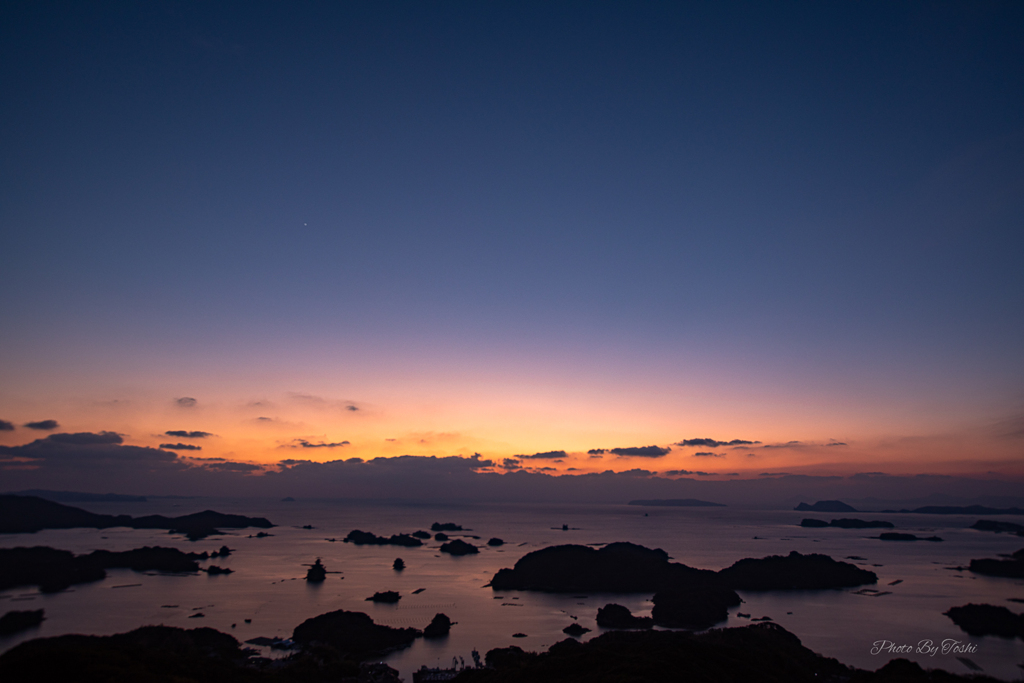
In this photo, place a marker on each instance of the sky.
(264, 231)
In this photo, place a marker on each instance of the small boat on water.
(316, 572)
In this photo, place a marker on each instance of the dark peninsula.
(337, 645)
(1011, 568)
(987, 621)
(16, 622)
(960, 510)
(764, 652)
(998, 527)
(28, 514)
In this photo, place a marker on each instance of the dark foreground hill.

··········

*The problem*.
The whole listing should be reproduced exactly. Images don't go in.

*Exercise output*.
In this photo, place a marker on each instance of the sky.
(264, 231)
In this photo, place a marker on each instance of the small boat on water.
(316, 572)
In this photo, place a marker on each instance of the dark peninsula.
(337, 645)
(1011, 568)
(987, 621)
(16, 622)
(960, 510)
(764, 652)
(998, 527)
(28, 514)
In this photo, place a marker on each instance of the dark foreground hill.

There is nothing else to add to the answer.